> _Source extract_:
Amistad

July 22, 2014;The Day

New, relatively small organizations need to attend to the basics of sound financial systems before they begin to receive grants in the hundreds of thousands of dollars. To do otherwise taints the work, and sometimes that is just excruciating. Readers may remember a story NPQ ran last month about a new nonprofit in Alaska; this story is another classic example.

In Connecticut, Amistad America, Inc., the nonprofit that displays the replica of the slave ship, Amistad, lost its nonprofit status after three years of neglecting to file reports with the IRS. Apparently, it has not had an audit done since 2009, claiming that the group could not afford the $50,000 it believed it would cost. It has also not been paying its bills to the small businesses that have done business with it, and an ensuing audit by the state is reputed to have taken far longer than expected because the records are not in order.




The whole situation has gone on so long that twenty-three members of the state legislature have signed a letter asking the organization to establish a deadline by which it will have a plan in place to repay seven of the small businesses to which it has long-term debts.

“After all, the taxpayers of the state of Connecticut have duly funded the Amistad every year, including the initial construction of the boat. It is incomprehensible that small businesses, the backbone of our community economic web, would not be the first to be paid out of the (annual) state appropriation.”

> _Rows_:
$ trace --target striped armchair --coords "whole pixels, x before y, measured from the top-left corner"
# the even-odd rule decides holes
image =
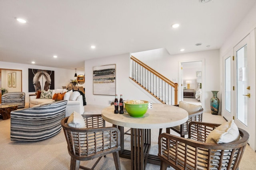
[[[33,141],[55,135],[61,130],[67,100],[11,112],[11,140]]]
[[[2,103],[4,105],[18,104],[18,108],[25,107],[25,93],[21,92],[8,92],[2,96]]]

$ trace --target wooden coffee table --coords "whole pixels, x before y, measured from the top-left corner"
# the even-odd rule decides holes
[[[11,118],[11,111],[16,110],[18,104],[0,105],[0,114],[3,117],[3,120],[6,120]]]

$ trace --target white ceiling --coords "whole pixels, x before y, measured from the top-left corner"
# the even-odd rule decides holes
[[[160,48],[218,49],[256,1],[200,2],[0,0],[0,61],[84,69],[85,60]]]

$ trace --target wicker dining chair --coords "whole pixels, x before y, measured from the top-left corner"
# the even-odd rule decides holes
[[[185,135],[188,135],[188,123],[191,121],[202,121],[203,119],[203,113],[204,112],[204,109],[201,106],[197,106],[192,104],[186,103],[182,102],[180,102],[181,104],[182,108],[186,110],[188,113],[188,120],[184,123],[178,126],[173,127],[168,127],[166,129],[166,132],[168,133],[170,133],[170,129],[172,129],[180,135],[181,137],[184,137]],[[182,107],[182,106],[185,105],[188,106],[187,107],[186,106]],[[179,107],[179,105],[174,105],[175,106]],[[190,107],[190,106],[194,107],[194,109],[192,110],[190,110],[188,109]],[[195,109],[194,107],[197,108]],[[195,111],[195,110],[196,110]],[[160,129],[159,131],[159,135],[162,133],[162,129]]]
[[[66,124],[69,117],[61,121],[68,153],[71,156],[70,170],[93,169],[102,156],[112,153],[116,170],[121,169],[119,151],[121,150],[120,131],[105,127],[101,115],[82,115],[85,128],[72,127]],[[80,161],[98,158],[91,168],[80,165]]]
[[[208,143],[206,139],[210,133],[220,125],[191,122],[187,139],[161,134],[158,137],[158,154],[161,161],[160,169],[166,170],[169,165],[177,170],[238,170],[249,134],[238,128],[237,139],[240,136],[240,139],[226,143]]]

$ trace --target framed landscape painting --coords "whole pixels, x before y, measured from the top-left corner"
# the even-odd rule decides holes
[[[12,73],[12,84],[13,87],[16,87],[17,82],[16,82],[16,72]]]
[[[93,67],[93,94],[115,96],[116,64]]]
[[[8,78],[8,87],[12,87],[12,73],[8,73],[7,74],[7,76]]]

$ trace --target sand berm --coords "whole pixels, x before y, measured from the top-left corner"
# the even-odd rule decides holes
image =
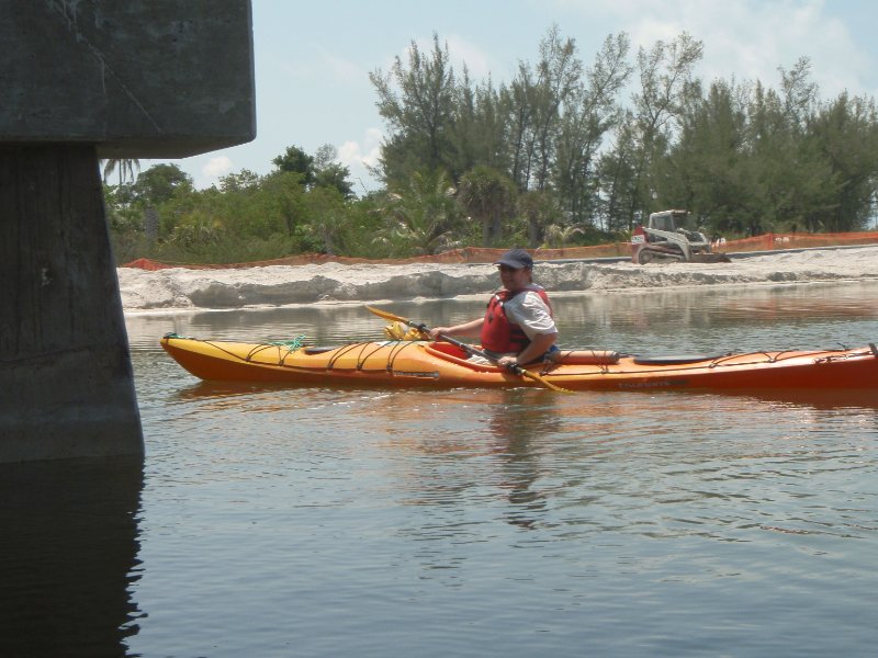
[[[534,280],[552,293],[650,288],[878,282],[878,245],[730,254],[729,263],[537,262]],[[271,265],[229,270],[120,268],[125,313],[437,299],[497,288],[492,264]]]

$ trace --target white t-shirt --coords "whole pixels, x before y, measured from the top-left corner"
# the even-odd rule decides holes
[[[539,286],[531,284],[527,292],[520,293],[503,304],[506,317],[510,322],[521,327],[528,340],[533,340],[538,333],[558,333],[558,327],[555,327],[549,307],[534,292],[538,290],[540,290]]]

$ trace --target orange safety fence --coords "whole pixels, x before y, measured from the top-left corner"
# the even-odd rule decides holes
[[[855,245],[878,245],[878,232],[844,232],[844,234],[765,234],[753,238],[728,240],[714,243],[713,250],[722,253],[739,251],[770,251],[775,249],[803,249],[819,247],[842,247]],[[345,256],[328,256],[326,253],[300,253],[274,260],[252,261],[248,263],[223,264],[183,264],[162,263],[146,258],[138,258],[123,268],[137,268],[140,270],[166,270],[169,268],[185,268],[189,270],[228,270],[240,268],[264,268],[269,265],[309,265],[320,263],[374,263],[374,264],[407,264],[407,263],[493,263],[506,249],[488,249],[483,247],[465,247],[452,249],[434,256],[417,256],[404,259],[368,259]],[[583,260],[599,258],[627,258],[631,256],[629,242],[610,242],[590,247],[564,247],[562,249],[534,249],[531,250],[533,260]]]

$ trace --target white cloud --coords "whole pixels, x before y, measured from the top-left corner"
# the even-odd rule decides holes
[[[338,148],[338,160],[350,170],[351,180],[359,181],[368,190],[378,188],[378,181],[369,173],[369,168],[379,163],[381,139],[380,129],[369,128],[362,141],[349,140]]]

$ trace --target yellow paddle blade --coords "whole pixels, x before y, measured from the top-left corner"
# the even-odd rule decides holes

> _Exercise description_: Reproduce the stretch of the Amistad America report from "In Connecticut, Amistad" through "has long-term debts.", swapping each "small businesses" for "local vendors". Rely only on the Amistad America report, not on the entries.

> _Complete output_:
In Connecticut, Amistad America, Inc., the nonprofit that displays the replica of the slave ship, Amistad, lost its nonprofit status after three years of neglecting to file reports with the IRS. Apparently, it has not had an audit done since 2009, claiming that the group could not afford the $50,000 it believed it would cost. It has also not been paying its bills to the local vendors that have done business with it, and an ensuing audit by the state is reputed to have taken far longer than expected because the records are not in order.




The whole situation has gone on so long that twenty-three members of the state legislature have signed a letter asking the organization to establish a deadline by which it will have a plan in place to repay seven of the local vendors to which it has long-term debts.